Start of Provided entries

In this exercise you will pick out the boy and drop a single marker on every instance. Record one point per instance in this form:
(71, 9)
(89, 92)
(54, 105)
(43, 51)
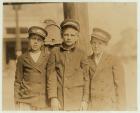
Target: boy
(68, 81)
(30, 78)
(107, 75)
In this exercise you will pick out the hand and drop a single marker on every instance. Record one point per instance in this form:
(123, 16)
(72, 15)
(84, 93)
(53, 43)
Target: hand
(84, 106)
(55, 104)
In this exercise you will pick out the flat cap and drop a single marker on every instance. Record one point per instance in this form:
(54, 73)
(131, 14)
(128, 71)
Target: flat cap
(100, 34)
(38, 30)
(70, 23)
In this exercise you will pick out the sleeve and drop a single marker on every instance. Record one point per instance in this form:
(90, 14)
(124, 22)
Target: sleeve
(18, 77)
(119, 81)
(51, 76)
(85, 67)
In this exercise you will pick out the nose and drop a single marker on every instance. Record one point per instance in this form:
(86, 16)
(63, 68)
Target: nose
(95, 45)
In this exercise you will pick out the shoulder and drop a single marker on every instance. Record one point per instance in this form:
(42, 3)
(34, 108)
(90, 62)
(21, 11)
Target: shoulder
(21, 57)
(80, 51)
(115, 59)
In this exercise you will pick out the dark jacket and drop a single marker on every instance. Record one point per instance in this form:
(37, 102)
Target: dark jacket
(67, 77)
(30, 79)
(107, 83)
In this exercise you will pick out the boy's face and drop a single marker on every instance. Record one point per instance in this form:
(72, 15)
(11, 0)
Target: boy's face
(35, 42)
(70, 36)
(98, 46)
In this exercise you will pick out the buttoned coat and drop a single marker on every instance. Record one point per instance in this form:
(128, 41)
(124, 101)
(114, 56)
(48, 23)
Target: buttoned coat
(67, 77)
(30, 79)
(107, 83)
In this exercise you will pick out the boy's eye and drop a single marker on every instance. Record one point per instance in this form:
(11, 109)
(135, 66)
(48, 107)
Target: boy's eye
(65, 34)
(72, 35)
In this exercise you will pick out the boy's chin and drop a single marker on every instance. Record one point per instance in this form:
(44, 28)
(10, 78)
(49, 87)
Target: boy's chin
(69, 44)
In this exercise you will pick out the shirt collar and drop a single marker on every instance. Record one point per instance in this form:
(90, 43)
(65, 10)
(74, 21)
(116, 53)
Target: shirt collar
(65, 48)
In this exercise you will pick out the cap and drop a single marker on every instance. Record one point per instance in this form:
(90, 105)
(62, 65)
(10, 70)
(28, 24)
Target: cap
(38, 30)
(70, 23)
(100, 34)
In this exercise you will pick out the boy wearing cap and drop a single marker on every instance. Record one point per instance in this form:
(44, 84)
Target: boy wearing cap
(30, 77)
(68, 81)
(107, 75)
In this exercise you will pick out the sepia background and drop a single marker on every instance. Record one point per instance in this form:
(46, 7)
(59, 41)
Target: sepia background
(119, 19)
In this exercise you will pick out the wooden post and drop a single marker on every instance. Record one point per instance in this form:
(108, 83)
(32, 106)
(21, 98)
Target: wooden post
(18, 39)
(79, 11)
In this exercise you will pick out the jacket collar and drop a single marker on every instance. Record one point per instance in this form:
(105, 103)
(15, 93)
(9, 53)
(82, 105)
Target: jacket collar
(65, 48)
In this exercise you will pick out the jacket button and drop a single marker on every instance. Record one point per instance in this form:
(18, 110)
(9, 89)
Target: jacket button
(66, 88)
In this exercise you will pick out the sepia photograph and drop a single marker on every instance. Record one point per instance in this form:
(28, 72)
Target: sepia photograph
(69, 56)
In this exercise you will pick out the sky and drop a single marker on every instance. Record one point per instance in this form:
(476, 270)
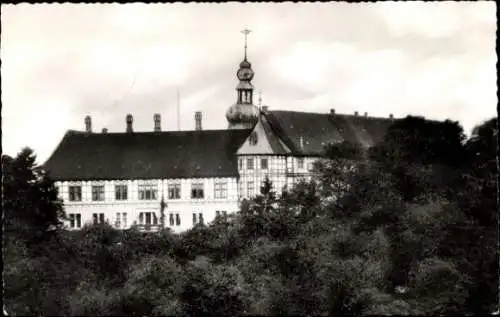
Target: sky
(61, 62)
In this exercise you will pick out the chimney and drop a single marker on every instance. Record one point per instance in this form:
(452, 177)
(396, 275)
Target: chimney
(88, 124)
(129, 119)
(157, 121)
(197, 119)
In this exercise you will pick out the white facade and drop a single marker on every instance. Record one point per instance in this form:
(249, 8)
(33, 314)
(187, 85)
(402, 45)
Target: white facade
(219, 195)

End of Provided entries

Prompt: Each line of the material above should be set down exactly, with no pictures.

Task solution:
In this exercise you will pick out the boy and drop a single marker on every instance. Record one point per instance in this form:
(71, 9)
(89, 92)
(54, 105)
(43, 51)
Target: boy
(68, 81)
(30, 78)
(107, 75)
In this exercise you will pick out the hand and drop a single marker on every instance. Record one point per instance in this form:
(123, 16)
(72, 15)
(84, 93)
(53, 43)
Target: hand
(84, 106)
(55, 104)
In this exercise you will pick out the flat cap and drop a single marker on every instance. Record one point per instance in this form:
(54, 73)
(131, 14)
(128, 71)
Target: flat cap
(100, 34)
(38, 30)
(70, 23)
In this exercise you will pick out the sleeve and drop a single marker on every instance. Record one point per instance in this form:
(90, 14)
(124, 22)
Target: sleeve
(18, 77)
(119, 81)
(51, 76)
(85, 67)
In this exercise you will pick out the nose and drop a single marker on every instance. Record one point per instance in this form:
(86, 16)
(63, 68)
Target: nose
(95, 45)
In this exercise you will pick out the shoulder and drop a single marker on every instance. Record one point per instance in this form:
(42, 3)
(34, 108)
(90, 62)
(21, 11)
Target: shoulder
(21, 57)
(80, 51)
(115, 59)
In this exercise you will pick out the dark jacket and drop a single marker on every instance. Record one point per instance in this form:
(37, 102)
Target: dark jacket
(67, 77)
(30, 79)
(107, 83)
In this exercise you will pick out the boy's face and drop a single marker on every instance. Record one point per instance in this form:
(72, 15)
(11, 0)
Target: boy's face
(35, 42)
(70, 36)
(98, 46)
In this exercise you will pick out the buttoned coat and drop a single marker on every instance. Record one point per instance in this form:
(128, 41)
(124, 101)
(114, 56)
(48, 23)
Target: buttoned coat
(67, 77)
(30, 79)
(107, 83)
In this exercise you will pick out the boy's eye and drop a single marker on every instance. Record one point per instance in this form:
(11, 109)
(135, 66)
(48, 107)
Target: boy's eye
(65, 34)
(72, 35)
In this exercise you will pick out the boy's chin and drop a single marker on every instance. Record one point per instance in this form:
(44, 28)
(10, 78)
(49, 87)
Target: boy's chin
(69, 44)
In this exercise you will pick out the shirt collar and drop a single marker on every instance. Record one point per instance in this form:
(90, 43)
(65, 10)
(74, 21)
(116, 53)
Target: shirt collar
(65, 48)
In this exercise you will pick out the cap and drop a single marker on every instance. Record one point per instance in this form:
(90, 105)
(62, 65)
(10, 70)
(28, 24)
Target: cap
(38, 30)
(70, 23)
(100, 34)
In this exercise you will pick out the boy wearing cap and drop a single marker on every instance. Record one point per instance in this form:
(44, 84)
Target: boy wearing cap
(30, 77)
(68, 81)
(107, 75)
In this exercise you will pick out the sepia background and drop a single marker on every instance. Record one point per instance in this form:
(46, 7)
(59, 41)
Target: sepia background
(119, 19)
In this exercise you will pick out the wooden post and drop a single marker on every instance. Record one point per instance in this form:
(108, 83)
(32, 106)
(21, 98)
Target: wooden post
(18, 39)
(79, 11)
In this exercise you will pick out the jacket collar and drop a single marker on every instance. Record one point per instance in this form:
(105, 103)
(15, 93)
(9, 53)
(82, 105)
Target: jacket collar
(65, 48)
In this exercise you will pick out the jacket button and drop a single marker on every instance. Record one point per instance in this form:
(18, 110)
(9, 89)
Target: jacket button
(66, 88)
In this exercise you will pick out the sepia photograph and drop a single marker on every instance. Record one point per instance in this form:
(28, 72)
Target: sepia photograph
(69, 56)
In this exercise you will pick out the sky and drop a single marker on every instance. Record one point per instance in this form:
(476, 270)
Target: sky
(61, 62)
In this exercise you will pick out the chimney and drop a single marker on every instance. Record one point per instance in this form:
(452, 177)
(396, 275)
Target: chimney
(88, 124)
(129, 119)
(157, 121)
(197, 119)
In this exercise you will pick out the white facade and drop a single marker on every instance. Record one point per instance in this form:
(249, 8)
(33, 314)
(187, 85)
(402, 45)
Target: white facade
(219, 195)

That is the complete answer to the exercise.